**WHAT YOU NEED TO DO**
I would like you to return all of the records exactly as they stand.

[GIVEN ENTRIES — start]

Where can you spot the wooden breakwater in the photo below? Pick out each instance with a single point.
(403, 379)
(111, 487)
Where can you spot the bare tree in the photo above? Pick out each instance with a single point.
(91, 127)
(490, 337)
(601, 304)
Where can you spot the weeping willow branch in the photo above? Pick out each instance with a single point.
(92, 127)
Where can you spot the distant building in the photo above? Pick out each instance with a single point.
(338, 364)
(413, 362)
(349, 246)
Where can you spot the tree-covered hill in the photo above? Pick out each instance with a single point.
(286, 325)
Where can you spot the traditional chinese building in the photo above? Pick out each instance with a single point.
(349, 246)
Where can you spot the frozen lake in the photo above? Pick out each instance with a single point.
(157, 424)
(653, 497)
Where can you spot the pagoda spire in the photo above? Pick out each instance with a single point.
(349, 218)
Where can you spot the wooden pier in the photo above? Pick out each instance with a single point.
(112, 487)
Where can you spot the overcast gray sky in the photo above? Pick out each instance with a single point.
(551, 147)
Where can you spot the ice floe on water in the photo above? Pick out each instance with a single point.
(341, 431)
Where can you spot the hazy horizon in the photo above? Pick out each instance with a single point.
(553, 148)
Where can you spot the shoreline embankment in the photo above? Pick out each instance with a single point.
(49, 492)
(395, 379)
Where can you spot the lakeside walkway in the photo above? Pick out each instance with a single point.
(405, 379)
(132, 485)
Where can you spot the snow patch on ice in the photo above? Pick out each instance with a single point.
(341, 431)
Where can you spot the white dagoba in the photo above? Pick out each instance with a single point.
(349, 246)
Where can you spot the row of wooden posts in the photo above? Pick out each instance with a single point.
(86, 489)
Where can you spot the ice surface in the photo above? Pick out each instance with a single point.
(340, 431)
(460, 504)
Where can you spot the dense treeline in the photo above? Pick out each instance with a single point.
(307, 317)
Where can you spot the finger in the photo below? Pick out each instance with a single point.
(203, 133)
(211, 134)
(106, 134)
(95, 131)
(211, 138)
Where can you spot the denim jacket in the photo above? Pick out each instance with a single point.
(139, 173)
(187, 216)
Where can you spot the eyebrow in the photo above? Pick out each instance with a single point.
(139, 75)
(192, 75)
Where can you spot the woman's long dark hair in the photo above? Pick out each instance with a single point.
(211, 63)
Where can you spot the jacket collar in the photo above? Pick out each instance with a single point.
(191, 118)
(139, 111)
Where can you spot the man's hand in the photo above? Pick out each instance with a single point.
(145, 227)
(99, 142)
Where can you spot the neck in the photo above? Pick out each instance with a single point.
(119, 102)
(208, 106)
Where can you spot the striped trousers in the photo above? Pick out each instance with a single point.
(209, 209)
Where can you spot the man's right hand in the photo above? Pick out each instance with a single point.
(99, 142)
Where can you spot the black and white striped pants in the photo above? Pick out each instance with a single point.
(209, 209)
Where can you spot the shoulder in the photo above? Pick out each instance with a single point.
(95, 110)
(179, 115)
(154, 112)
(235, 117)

[GIVEN ENTRIES — finish]

**REPLY TO THE EXERCISE**
Where can you spot the wooden breakwater in the photo below? Pick out each instance with a single point.
(403, 379)
(111, 487)
Where can you spot the bare tree in the photo above? Pick out each instance with a single point.
(91, 127)
(490, 337)
(601, 304)
Where can you spot the weeping willow branch in the photo above? Pick out each instance with a single point.
(92, 127)
Where can you spot the distant building in the photo above? Pick out each instance with a single point.
(338, 364)
(413, 362)
(349, 246)
Where can you spot the tree-covered hill in the photo above? Pick out each instance with a single point.
(286, 325)
Where can you spot the traditional chinese building in the photo above? Pick out each instance with a single point.
(349, 246)
Where can you spot the frozen lake in the photo above? Pick out each instance with a single point.
(157, 424)
(653, 497)
Where can you spot the pagoda spire in the photo above? Pick out each instance with a single point.
(349, 218)
Where can you spot the wooden pier in the photo above? Pick out each instance with a single point.
(112, 487)
Where can you spot the overcast gray sky in the photo above? Pick out each instance with a single point.
(551, 147)
Where can you spot the ice floe on water in the photo above? Pick out each instance with a single point.
(341, 431)
Where can you spot the hazy horizon in the photo above? Pick out each instance with a single point.
(553, 148)
Where can you spot the shoreline embankment in the photo above? Pick out each instance with a single point.
(49, 492)
(395, 379)
Where can you spot the lakeside walkway in the photo above? Pick out each instance with a single point.
(405, 379)
(132, 485)
Where can you spot the snow patch on ice in the photo above? Pick out each instance with a single point.
(341, 431)
Where can you spot the white dagoba in the photo above? Pick out each instance with a single point.
(349, 246)
Where can you spot the row of wooden posts in the photo above? Pick out each instance with a single point.
(86, 489)
Where can you spot the ice surface in the photo above? Pick out each instance with a single point.
(340, 431)
(460, 504)
Where can you spot the dense treeline in the photo above? Pick out each instance with a single point.
(307, 317)
Where can you spot the finger in the photo below? Pick out each instance with a single point.
(203, 133)
(211, 134)
(106, 134)
(95, 131)
(211, 138)
Where can you spot the denim jacket in the photo above? Pick out each instance with a single point.
(139, 173)
(187, 216)
Where can you spot the eyebrow in the photo above? Pick out each instance with a single point.
(139, 75)
(192, 75)
Where can you spot the woman's long dark hair in the photo above? Pick out each instance with a single point.
(211, 63)
Where can you spot the jacket collar in the photo above? Pick out each instance with a single point.
(191, 118)
(139, 111)
Where can you spot the man's hand in the photo above? Pick out each instance with a single point.
(145, 227)
(99, 142)
Where can you spot the neck in the photo above? Pick out each instance with a single point.
(119, 102)
(208, 106)
Where can you spot the striped trousers in the photo above? Pick out each instance with a single point.
(209, 209)
Where can you spot the man's right hand in the photo above? Pick out each instance with a single point.
(99, 142)
Where can you spot the black and white striped pants in the photo above? Pick out each instance with a single point.
(209, 209)
Where can you spot the shoulder in the photo above? Pick out each instance with a single point.
(95, 110)
(179, 115)
(154, 112)
(235, 117)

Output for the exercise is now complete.